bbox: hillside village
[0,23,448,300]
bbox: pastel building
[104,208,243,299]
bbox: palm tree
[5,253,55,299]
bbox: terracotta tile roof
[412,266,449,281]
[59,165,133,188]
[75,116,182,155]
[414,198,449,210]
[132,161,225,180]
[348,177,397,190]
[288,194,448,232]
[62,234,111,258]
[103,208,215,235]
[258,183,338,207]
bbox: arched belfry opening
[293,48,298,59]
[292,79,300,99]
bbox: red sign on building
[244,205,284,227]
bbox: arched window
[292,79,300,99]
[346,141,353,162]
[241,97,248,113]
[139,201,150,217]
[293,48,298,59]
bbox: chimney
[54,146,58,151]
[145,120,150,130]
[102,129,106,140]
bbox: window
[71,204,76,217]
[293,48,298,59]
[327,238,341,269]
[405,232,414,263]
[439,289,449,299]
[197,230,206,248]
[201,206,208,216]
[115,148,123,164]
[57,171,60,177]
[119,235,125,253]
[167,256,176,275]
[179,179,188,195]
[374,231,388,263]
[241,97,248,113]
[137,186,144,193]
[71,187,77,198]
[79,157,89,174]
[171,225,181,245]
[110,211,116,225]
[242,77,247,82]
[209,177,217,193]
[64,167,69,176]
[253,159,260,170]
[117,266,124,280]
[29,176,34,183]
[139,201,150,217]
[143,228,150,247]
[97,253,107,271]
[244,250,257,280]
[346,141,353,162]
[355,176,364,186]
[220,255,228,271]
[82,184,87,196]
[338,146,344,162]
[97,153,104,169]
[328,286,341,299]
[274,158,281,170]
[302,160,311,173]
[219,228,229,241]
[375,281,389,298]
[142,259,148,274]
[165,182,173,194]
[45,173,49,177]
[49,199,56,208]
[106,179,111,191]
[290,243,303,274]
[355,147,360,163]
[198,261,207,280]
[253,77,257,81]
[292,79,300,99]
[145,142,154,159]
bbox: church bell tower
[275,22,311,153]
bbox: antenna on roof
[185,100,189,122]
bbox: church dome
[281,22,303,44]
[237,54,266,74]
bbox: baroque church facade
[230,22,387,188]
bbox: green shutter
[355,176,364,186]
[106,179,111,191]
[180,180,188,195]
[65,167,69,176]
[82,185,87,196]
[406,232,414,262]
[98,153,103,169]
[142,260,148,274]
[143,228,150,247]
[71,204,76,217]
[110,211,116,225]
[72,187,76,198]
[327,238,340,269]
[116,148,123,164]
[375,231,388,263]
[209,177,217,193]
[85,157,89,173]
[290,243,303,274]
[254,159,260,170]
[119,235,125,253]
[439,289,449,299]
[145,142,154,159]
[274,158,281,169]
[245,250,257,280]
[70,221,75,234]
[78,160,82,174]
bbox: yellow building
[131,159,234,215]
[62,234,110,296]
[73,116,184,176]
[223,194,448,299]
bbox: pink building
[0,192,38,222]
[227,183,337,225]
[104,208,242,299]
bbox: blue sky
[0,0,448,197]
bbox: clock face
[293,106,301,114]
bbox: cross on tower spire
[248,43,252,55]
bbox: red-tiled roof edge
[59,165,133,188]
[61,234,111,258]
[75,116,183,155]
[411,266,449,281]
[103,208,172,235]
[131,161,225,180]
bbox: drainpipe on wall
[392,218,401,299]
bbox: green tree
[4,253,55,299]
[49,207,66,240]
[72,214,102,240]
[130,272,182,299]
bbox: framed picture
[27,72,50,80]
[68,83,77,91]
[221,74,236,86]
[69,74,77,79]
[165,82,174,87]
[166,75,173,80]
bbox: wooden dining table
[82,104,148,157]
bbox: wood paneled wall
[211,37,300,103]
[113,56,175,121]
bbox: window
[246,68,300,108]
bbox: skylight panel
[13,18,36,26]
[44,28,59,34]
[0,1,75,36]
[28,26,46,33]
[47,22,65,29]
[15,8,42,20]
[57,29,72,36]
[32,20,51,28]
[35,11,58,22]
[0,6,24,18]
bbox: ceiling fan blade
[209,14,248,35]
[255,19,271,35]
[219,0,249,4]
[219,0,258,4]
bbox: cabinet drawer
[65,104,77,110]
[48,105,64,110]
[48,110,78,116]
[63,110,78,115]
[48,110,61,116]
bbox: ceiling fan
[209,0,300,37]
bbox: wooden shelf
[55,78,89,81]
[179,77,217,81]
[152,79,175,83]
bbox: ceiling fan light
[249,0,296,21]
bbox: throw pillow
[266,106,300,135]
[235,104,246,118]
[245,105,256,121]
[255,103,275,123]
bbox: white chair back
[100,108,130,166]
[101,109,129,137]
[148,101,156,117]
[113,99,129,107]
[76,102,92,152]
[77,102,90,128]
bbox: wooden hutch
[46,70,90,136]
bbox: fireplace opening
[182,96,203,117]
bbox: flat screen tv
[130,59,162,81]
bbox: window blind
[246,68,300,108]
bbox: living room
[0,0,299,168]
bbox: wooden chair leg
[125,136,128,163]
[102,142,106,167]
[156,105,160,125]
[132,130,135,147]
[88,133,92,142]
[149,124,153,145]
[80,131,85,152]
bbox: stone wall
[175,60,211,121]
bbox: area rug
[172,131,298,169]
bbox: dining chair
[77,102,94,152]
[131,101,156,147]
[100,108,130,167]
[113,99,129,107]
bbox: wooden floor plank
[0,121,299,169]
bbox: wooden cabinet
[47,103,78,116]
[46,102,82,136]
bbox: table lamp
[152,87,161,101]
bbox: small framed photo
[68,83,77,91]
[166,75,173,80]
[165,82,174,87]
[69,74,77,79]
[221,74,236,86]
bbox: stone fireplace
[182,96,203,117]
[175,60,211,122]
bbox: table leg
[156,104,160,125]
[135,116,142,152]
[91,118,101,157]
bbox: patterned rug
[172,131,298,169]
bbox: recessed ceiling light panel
# # # # # # #
**EXERCISE**
Each record must be repeated exactly as it appears above.

**TASK OUTPUT**
bbox: hillside village
[0,23,448,300]
bbox: pastel building
[104,208,243,299]
bbox: palm tree
[5,253,55,299]
bbox: terracotta tile roof
[412,266,449,281]
[59,165,133,188]
[75,116,182,155]
[414,198,449,210]
[132,161,225,180]
[348,177,397,190]
[288,194,448,232]
[62,234,111,258]
[103,208,215,235]
[258,183,338,207]
bbox: arched belfry opening
[293,48,298,59]
[292,79,300,99]
bbox: red sign on building
[244,205,284,227]
bbox: arched window
[292,79,300,99]
[346,141,353,162]
[241,97,248,113]
[139,201,150,217]
[293,48,298,59]
bbox: chimney
[54,146,58,151]
[145,120,150,130]
[102,129,106,140]
bbox: window
[71,204,76,217]
[293,48,298,59]
[327,238,341,269]
[405,232,414,263]
[439,289,449,299]
[197,230,206,248]
[201,206,208,216]
[115,148,123,164]
[57,171,60,177]
[119,235,125,253]
[167,256,176,275]
[179,179,188,195]
[374,231,388,263]
[241,97,248,113]
[137,186,144,193]
[71,187,77,198]
[79,157,89,174]
[171,225,181,245]
[110,211,116,225]
[242,77,247,82]
[209,177,217,193]
[64,167,69,176]
[253,159,260,170]
[117,266,124,280]
[29,176,34,183]
[139,201,150,217]
[143,228,150,247]
[97,253,107,271]
[244,250,257,280]
[346,141,353,162]
[355,176,364,186]
[220,255,228,271]
[82,184,87,196]
[338,146,344,162]
[97,153,104,169]
[328,286,341,299]
[274,158,281,170]
[302,160,311,173]
[219,228,229,241]
[375,281,389,298]
[142,259,148,274]
[165,182,173,194]
[45,173,49,177]
[49,199,56,208]
[106,179,111,191]
[290,243,303,274]
[355,147,360,163]
[198,261,207,280]
[253,77,257,81]
[292,79,300,99]
[145,142,154,159]
bbox: church bell tower
[275,22,311,153]
bbox: antenna on roof
[185,100,189,122]
bbox: church dome
[281,22,303,44]
[237,54,266,74]
bbox: baroque church facade
[230,22,387,188]
bbox: green shutter
[355,176,364,186]
[106,179,111,191]
[180,180,188,195]
[65,167,69,176]
[82,185,87,196]
[406,232,414,262]
[98,153,103,169]
[142,260,148,274]
[143,228,150,247]
[71,204,76,217]
[110,211,116,225]
[72,187,76,198]
[327,238,340,269]
[116,148,123,164]
[375,231,388,263]
[209,177,217,193]
[85,157,89,173]
[290,243,303,274]
[254,159,260,170]
[119,235,125,253]
[439,289,449,299]
[145,142,154,159]
[274,158,281,169]
[245,250,257,280]
[70,221,75,234]
[78,160,82,174]
bbox: yellow building
[131,159,234,215]
[62,234,110,296]
[73,116,184,176]
[223,194,448,299]
bbox: pink building
[0,192,38,222]
[227,183,337,225]
[104,208,242,299]
bbox: blue sky
[0,0,448,197]
bbox: clock face
[293,106,301,114]
bbox: cross on tower spire
[248,43,252,55]
bbox: red-tiled roof edge
[59,165,133,188]
[61,234,111,258]
[75,116,183,155]
[411,266,449,281]
[103,208,172,235]
[131,161,225,180]
bbox: drainpipe on wall
[392,218,401,299]
bbox: green tree
[4,253,55,299]
[49,207,66,240]
[72,214,102,240]
[130,272,182,299]
bbox: framed picture
[27,72,50,80]
[68,83,77,91]
[221,74,236,86]
[69,74,77,79]
[165,82,174,87]
[166,75,173,80]
bbox: wooden dining table
[82,104,148,157]
bbox: wood paneled wall
[211,37,300,103]
[113,56,175,121]
bbox: window
[246,68,300,108]
bbox: skylight panel
[13,18,36,26]
[44,28,59,34]
[0,1,75,36]
[28,26,46,33]
[47,22,65,29]
[15,8,42,20]
[57,29,72,36]
[32,20,51,28]
[35,11,58,22]
[0,6,24,18]
bbox: ceiling fan blade
[209,14,248,35]
[255,19,271,35]
[219,0,249,4]
[219,0,258,4]
bbox: cabinet drawer
[65,104,77,110]
[48,105,64,110]
[48,110,78,116]
[63,110,78,115]
[48,110,61,116]
bbox: ceiling fan
[209,0,300,37]
bbox: wooden shelf
[55,78,89,81]
[179,77,217,81]
[152,79,175,83]
bbox: ceiling fan light
[249,0,296,21]
bbox: throw pillow
[266,106,300,135]
[235,104,246,118]
[245,105,256,121]
[255,103,275,123]
bbox: white chair back
[100,108,130,166]
[101,109,129,137]
[148,101,156,117]
[113,99,129,107]
[76,102,92,152]
[77,102,90,128]
bbox: wooden hutch
[46,70,90,136]
bbox: fireplace opening
[182,96,203,117]
bbox: flat screen tv
[130,59,162,81]
bbox: window blind
[246,68,300,108]
bbox: living room
[0,0,299,168]
bbox: wooden chair leg
[125,136,128,163]
[102,142,106,167]
[156,105,160,125]
[132,130,135,147]
[88,133,92,142]
[149,124,153,145]
[80,131,85,152]
bbox: stone wall
[175,60,211,121]
bbox: area rug
[172,131,298,169]
bbox: dining chair
[77,102,94,152]
[131,101,156,147]
[100,108,130,167]
[113,99,129,107]
bbox: wooden floor plank
[0,121,299,169]
bbox: wooden cabinet
[47,103,78,116]
[46,102,82,136]
bbox: table lamp
[152,87,161,101]
bbox: small framed photo
[68,83,77,91]
[166,75,173,80]
[165,82,174,87]
[69,74,77,79]
[221,74,236,86]
bbox: stone fireplace
[182,96,203,117]
[175,60,211,122]
bbox: table leg
[156,104,160,125]
[135,116,142,152]
[91,118,101,157]
bbox: patterned rug
[172,131,298,169]
bbox: recessed ceiling light panel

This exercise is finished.